--- Start MATERIAL SHOWN ---

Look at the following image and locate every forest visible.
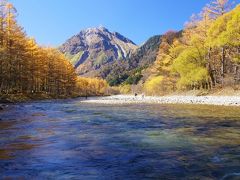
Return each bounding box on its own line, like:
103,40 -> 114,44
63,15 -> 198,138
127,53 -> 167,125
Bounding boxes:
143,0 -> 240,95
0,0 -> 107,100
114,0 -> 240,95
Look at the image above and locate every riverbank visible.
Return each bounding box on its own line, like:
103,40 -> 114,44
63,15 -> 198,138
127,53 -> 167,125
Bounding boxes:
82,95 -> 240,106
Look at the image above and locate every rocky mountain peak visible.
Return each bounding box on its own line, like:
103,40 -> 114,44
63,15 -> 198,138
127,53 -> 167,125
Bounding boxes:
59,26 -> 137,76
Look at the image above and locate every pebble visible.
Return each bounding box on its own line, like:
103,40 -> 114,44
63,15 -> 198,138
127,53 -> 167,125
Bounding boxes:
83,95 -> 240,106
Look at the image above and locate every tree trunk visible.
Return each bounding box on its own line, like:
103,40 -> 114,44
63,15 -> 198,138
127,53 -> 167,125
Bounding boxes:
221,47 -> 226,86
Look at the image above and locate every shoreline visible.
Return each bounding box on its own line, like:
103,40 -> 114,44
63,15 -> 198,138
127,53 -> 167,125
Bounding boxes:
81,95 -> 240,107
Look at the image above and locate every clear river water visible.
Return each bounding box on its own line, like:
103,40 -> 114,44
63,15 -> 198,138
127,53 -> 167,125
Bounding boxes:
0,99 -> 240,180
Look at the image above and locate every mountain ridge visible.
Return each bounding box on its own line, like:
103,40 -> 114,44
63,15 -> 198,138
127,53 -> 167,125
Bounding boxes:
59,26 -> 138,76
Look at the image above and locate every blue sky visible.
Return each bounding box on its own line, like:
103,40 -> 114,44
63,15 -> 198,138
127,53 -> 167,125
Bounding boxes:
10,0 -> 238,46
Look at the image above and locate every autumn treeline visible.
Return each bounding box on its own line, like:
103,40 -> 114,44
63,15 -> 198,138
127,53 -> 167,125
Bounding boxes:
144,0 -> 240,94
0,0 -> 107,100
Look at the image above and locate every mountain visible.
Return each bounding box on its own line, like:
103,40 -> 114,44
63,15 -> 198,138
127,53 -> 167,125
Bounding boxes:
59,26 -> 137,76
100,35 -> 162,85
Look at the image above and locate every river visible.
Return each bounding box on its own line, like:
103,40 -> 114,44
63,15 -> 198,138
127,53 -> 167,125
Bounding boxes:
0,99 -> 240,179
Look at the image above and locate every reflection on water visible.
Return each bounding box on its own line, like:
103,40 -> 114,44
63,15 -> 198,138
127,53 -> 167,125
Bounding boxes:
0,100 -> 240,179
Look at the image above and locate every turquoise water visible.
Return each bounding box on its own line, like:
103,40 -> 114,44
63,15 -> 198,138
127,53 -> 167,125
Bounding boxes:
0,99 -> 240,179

--- End MATERIAL SHOWN ---
--- Start MATERIAL SHOWN ---

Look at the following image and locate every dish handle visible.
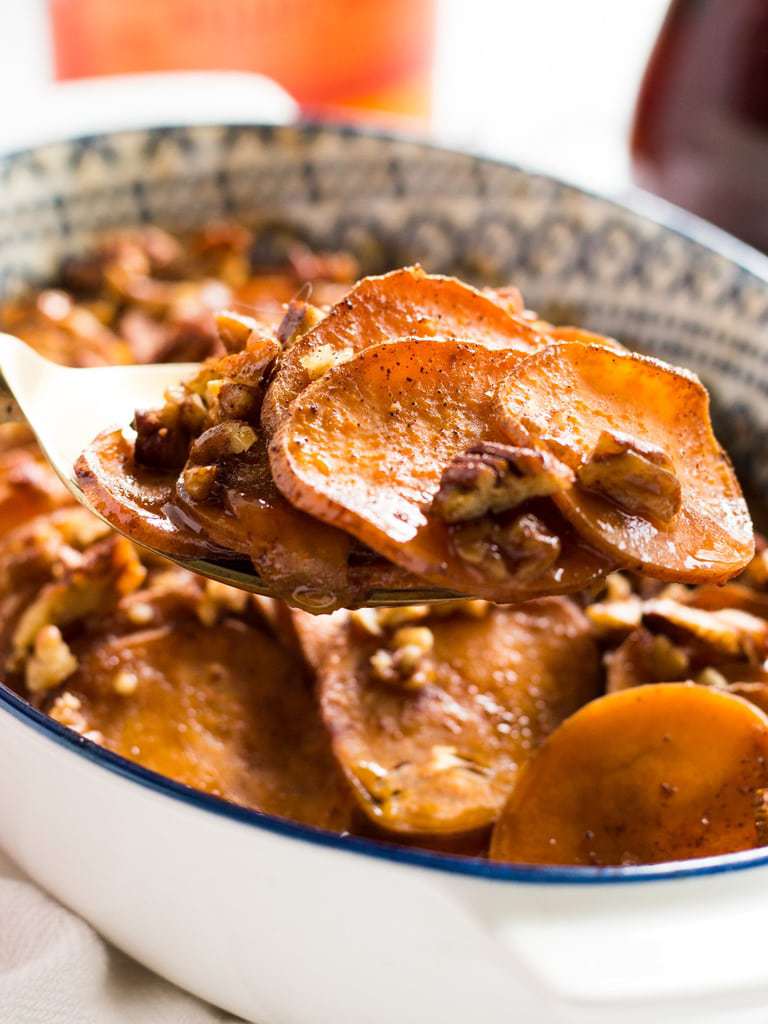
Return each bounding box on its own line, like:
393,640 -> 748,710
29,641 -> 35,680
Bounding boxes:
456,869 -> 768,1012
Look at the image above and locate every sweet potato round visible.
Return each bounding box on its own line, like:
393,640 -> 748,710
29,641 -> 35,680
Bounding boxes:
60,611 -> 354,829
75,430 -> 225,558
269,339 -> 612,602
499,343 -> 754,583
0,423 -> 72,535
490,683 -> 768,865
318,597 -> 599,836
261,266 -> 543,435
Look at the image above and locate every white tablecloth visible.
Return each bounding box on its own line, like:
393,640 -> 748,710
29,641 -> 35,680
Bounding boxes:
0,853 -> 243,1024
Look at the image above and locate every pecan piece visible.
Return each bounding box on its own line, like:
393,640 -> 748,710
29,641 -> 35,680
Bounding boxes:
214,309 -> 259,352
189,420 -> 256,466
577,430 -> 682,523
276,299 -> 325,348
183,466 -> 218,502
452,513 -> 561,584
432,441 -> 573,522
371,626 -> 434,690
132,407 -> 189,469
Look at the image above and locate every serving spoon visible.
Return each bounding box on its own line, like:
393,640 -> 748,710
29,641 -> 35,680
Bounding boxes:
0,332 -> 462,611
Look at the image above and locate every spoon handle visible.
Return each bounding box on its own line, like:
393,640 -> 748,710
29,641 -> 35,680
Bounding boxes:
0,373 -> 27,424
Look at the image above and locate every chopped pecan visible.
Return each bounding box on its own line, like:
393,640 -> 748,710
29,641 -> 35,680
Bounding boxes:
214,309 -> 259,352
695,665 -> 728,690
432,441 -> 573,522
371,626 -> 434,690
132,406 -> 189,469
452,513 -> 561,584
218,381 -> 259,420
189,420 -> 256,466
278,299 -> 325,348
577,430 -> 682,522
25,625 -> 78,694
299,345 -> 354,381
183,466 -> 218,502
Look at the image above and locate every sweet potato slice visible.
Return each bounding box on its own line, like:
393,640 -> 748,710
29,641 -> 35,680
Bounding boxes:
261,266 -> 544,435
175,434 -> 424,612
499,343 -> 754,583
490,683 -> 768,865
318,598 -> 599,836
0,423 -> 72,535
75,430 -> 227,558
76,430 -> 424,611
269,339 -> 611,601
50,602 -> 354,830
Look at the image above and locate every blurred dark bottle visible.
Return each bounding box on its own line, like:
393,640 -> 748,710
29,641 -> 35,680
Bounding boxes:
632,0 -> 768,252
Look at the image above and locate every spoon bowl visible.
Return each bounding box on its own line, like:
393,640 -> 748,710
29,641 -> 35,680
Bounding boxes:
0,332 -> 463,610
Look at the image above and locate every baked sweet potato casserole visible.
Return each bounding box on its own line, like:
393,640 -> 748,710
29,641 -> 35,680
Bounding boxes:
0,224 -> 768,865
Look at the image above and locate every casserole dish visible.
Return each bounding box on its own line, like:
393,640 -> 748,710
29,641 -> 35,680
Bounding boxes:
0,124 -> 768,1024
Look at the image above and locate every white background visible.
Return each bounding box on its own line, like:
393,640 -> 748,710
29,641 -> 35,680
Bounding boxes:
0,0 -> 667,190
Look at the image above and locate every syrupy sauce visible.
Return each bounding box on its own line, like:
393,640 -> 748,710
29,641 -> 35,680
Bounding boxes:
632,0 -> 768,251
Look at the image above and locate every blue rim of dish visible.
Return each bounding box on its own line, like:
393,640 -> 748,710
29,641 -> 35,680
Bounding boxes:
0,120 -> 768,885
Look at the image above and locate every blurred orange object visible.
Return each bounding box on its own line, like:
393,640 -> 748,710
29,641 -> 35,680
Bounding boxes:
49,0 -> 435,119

--- End MATERIAL SHOWN ---

▶ [EXERCISE INSTRUCTIONS]:
Recast the part that opens with the line containing "Look at the image above and locate every spoon bowl" and closes with the line containing "0,120 -> 768,885", both lines included, as a Markdown table with columns No. and Text. Give each line a number and skip any blank lines.

▶ [OUTPUT BELOW]:
| No. | Text |
|---|---|
| 1 | Look at the image above and locate every spoon bowl visible. |
| 2 | Return each bounding box on its own line, like: |
| 3 | 393,640 -> 748,710 |
| 4 | 29,641 -> 35,680 |
| 5 | Bounding boxes: |
| 6 | 0,332 -> 463,610 |
| 7 | Look at the image above and locate every baked sweet potato casserole visible. |
| 8 | Return each bounding box on its own line, like: |
| 9 | 393,640 -> 748,710 |
| 10 | 29,641 -> 35,680 |
| 11 | Bounding boxes: |
| 12 | 0,224 -> 768,865 |
| 13 | Look at the image above and locate every casserole dish visible. |
| 14 | Return each bounding box on its own line, like: |
| 15 | 393,640 -> 748,710 |
| 16 | 29,641 -> 35,680 |
| 17 | Bounding boxes: |
| 18 | 0,124 -> 768,1024 |
| 19 | Look at the image above and locate every white background visible. |
| 20 | Return each bounding box on its own line, like: |
| 21 | 393,640 -> 748,710 |
| 22 | 29,641 -> 35,680 |
| 23 | Bounding boxes: |
| 24 | 0,0 -> 667,190 |
| 25 | Look at the image above and locate every syrupy sauce visible. |
| 26 | Return each bounding box on its own line, like: |
| 27 | 393,640 -> 748,710 |
| 28 | 29,641 -> 35,680 |
| 29 | Bounding boxes: |
| 30 | 632,0 -> 768,251 |
| 31 | Look at the image above and locate every blue rim of dish visible. |
| 32 | Return each bounding box on its own line, like: |
| 33 | 393,640 -> 748,710 |
| 34 | 29,641 -> 35,680 |
| 35 | Bounding boxes: |
| 36 | 0,120 -> 768,885 |